- _What you will do_
Copy the passage of the placebo article word for word, starting at "The myth of" and ending at "by a placebo.".

- _Extract_
====
March 20, 2013 by admin in Science with 3 Comments

One of the most frequent epithets tossed at people who make claims of alternative medicine is that it’s just the placebo effect. But that is based on the myth that placebos can cure. The reality, as clearly documented by science, is that they don’t. So the skeptics base their favorite claim on a myth, not reality, and most assuredly not on science.

Man as Puzzleby Heidi Stevenson

When faced with any demonstration of alternative medicine’s effectiveness, self-styled skeptics are quick to toss out the old line, “That’s just the placebo effect.” They make the claim as if it counters any evidence of benefit. They say it as if placebos can heal. The fact, though, is that they don’t—and the science exists to prove it.

The myth of placebos has grown with the pressure to condemn anything outside mainstream medicine. The fact, though, is that placebos do not heal. Yes, people can respond positively to a placebo. They can make some folk feel better temporarily. They can even produce physiological responses, such as changing blood pressure. However, that’s the end of it.

When it comes to healing, placebos are a complete flop. No one is cured by a placebo.

Placebo’s Leading Scientist

Ted Kaptchuk is, arguably, the world’s leading researcher on placebos. It started when he began questioning his own success in acupuncture. Though he had no doubt that acupuncture is effective, he’d noted that some patients started to feel better even before treatment. He suspected that his manner with patients was also having an effect.
====
[Referring expression pointing data]
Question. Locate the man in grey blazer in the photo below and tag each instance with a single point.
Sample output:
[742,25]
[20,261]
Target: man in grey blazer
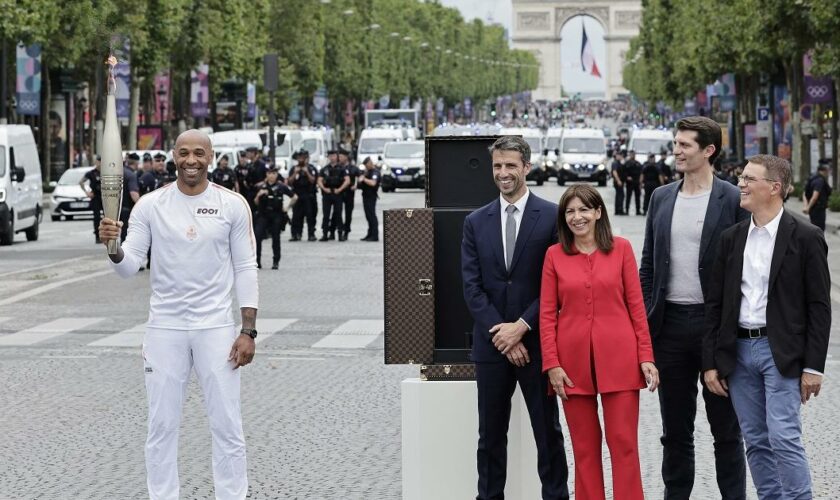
====
- _The completed task_
The myth of placebos has grown with the pressure to condemn anything outside mainstream medicine. The fact, though, is that placebos do not heal. Yes, people can respond positively to a placebo. They can make some folk feel better temporarily. They can even produce physiological responses, such as changing blood pressure. However, that’s the end of it.

When it comes to healing, placebos are a complete flop. No one is cured by a placebo.